■ Tujuan ■
Tuliskan lanjutan artikel berita tentang tax amnesty jilid III di bawah ini, mulai setelah kalimat terakhir yang ditampilkan.

■ Kutipan Terpilih ■
Ajib Hamdani, Analis Kebijakan Ekonomi APINDO
Makroekonomi

Analis Apindo: Tax Amnesty Kebijakan Kurang Ideal, Tapi Dibutuhkan

  • Seiring masuknya RUU Pengampunan Pajak dalam Prolegnas 2025, kebijakan tax amnesty jilid III kembali disorot khalayak luas. Meskipun sering mendapat kritik, kebijakan ini dipandang sebagai langkah penting untuk memperbaiki sistem perpajakan di Indonesia.

Makroekonomi

Muhammad Imam Hatami

JAKARTA - Seiring masuknya RUU Pengampunan Pajak dalam Prolegnas 2025, kebijakan tax amnesty jilid III kembali disorot khalayak luas. Meskipun sering mendapat kritik, kebijakan ini dipandang sebagai langkah penting untuk memperbaiki sistem perpajakan di Indonesia. 

Analis kebijakan ekonomi di Asosiasi Pengusaha Indonesia (Apindo), Ajib Hamdani memiliki pandangan tersendiri mengenai pro-kontra kebijakan tax amnesty tersebut. “Kebijakan tax amnesty akan selalu menimbulkan polemik dan diskursus yang bertentangan. Tax amnesty ini akan memberikan rasa ketidakadilan terhadap wajib pajak yang telah patuh,” terang Ajib kepada TrenAsia lewat keterangan resminya, Rabu, 20 November 2024.

Tax amnesty jilid III merupakan kelanjutan setelah dua jilid sebelumnya yang telah dilaksanakan pada tahun 2016 dan 2022. Ajib menjelaskan kebijakan ini walaupun dianggap tidak sempurna, tetapi tetap diperlukan. 

Menurut Ajib tax amnesty memang kebijakan yang kurang ideal, tapi diperlukan untuk memperbaiki kesadaran dan kepatuhan pajak masyarakat Indonesia. “Masyarakat Indonesia secara umum, memang masih mempunyai literasi perpajakan yang rendah. Kalaupun masyarakat golongan yang sudah faham tentang perpajakan, budaya taat pajaknya juga masih rendah,” papar Ajib.

Saat ini Indonesia dinilai masih memiliki tax ratio yang sangat rendah sekitar 10%. Tax amnesty diklaim sebagai instrumen untuk meningkatkan kepatuhan pajak.

■ Informasi yang Diberikan ■
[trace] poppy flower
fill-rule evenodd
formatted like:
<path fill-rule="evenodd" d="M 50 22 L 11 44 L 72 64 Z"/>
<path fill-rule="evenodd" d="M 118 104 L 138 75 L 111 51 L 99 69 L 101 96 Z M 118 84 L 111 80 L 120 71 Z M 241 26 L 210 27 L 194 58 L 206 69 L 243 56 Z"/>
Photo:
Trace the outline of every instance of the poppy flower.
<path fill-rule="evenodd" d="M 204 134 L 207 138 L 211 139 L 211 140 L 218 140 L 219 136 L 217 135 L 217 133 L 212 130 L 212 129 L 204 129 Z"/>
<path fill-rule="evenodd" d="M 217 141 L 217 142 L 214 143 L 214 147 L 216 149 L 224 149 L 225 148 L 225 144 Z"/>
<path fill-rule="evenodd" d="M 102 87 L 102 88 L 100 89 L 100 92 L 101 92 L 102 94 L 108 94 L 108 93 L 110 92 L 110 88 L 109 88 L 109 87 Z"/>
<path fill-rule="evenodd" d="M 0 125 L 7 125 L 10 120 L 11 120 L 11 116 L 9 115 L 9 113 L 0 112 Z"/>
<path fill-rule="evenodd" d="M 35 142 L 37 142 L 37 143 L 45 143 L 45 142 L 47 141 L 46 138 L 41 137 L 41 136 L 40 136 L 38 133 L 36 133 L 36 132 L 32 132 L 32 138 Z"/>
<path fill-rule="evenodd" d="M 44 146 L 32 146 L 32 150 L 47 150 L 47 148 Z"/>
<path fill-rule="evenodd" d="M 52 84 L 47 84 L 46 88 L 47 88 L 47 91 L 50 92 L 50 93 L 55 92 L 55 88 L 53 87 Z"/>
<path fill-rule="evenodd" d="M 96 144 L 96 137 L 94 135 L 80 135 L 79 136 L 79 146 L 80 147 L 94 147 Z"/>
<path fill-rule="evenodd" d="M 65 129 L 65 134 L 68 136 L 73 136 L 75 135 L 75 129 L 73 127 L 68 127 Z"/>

■ Jawaban Soal ■
Apakah Tax Amnesty Berhasil?

Pada saat pelaksanaan tax amnesty jilid I, pemerintah berhasil mengumpulkan uang tebusan sebesar Rp130 triliun, dengan deklarasi harta mencapai Rp4.813,4 triliun dan repatriasi senilai Rp146 triliun. Menurut Ajib angka tersebut tergolong besar walaupun masih terdapat kritik tentang dampak langsungnya terhadap perekonomian.

Namun, saat pelaksaan tax amnesty jilid II yang dilaksanakan pada tahun 2022 tidak seberhasil jilid I. Meskipun menghasilkan setoran PPh Rp61,01 triliun dan harta bersih Rp594,82 triliun, pelaksanaan tahap II tersebut dianggap kurang efektif. 

Penyebabnya, menurut Ajib, adalah pembatasan peserta dan tarif yang tidak cukup menarik. “Tax amnesty jilid II memang tidak sesukses jilid I, diantaranya karena pembatasan peserta dan juga tarif yang cenderung kurang menarik,” kata Ajib.

Meski terdapat kekurangan, Ajib mengakui tax amnesty memiliki manfaat yang cukup besar, terutama dalam meningkatkan pemasukan negara dan mendorong pertumbuhan ekonomi. Menurut Ajib tax amnesty berhasil memasukkan harta yang selama ini berada di underground economy ke dalam sistem keuangan yang lebih terbuka dan transparan.

Selain itu, uang yang sudah diakui dan dideklarasikan melalui tax amnesty diharapkan dapat dibelanjakan, yang pada gilirannya akan mendukung pertumbuhan ekonomi. “Harta bersih yang dilaporkan oleh wajib pajak, akan muncul yang sebelumnya menjadi bagian underground economy, bisa masuk ke sistem keuangan Indonesia yang lebih terbuka, dan selanjutnya menjadi aset yang lebih produktif masuk dalam putaran perekonomian nasional,” jelas Ajib.

Fungsi Pajak dan Manfaat Tax Amnesty

Dalam perspektif yang lebih luas, Ajib menjelaskan bahwa tax amnesty mendukung dua fungsi utama pajak, yaitu sebagai budgeter (pendapatan negara) dan regulerend (mengatur ekonomi).  

Ajib berharap pemerintah bisa lebih bijaksana dalam merancang kebijakan tax amnesty jilid III. Pemerintah harus mampu menyusun kebijakan yang memberikan insentif cukup menarik, namun tetap memastikan bahwa kebijakan ini tidak merugikan wajib pajak yang sudah patuh. “(Manfaat tax amnesty) kebutuhan budgeter, yaitu untuk menambah pemasukan buat APBN,” tutur Ajib.

Selain itu, dia juga berharap adanya reformasi lebih lanjut dalam sistem perpajakan Indonesia sehingga pajak bisa membantu pemerintah mencapai target pertumbuhan ekonomi 8%. Pajak yang adil dan efisien dinilai akan memperbaiki ekonomi Indonesia secara keseluruhan. 

“Bisa membantu memberikan daya ungkit terhadap pertumbuhan ekonomi 8%, karena tidak ada kekhawatiran masyarakat untuk membelanjakan uang yang telah diakui dalam program tax amnesty tersebut,” pungkas Ajib.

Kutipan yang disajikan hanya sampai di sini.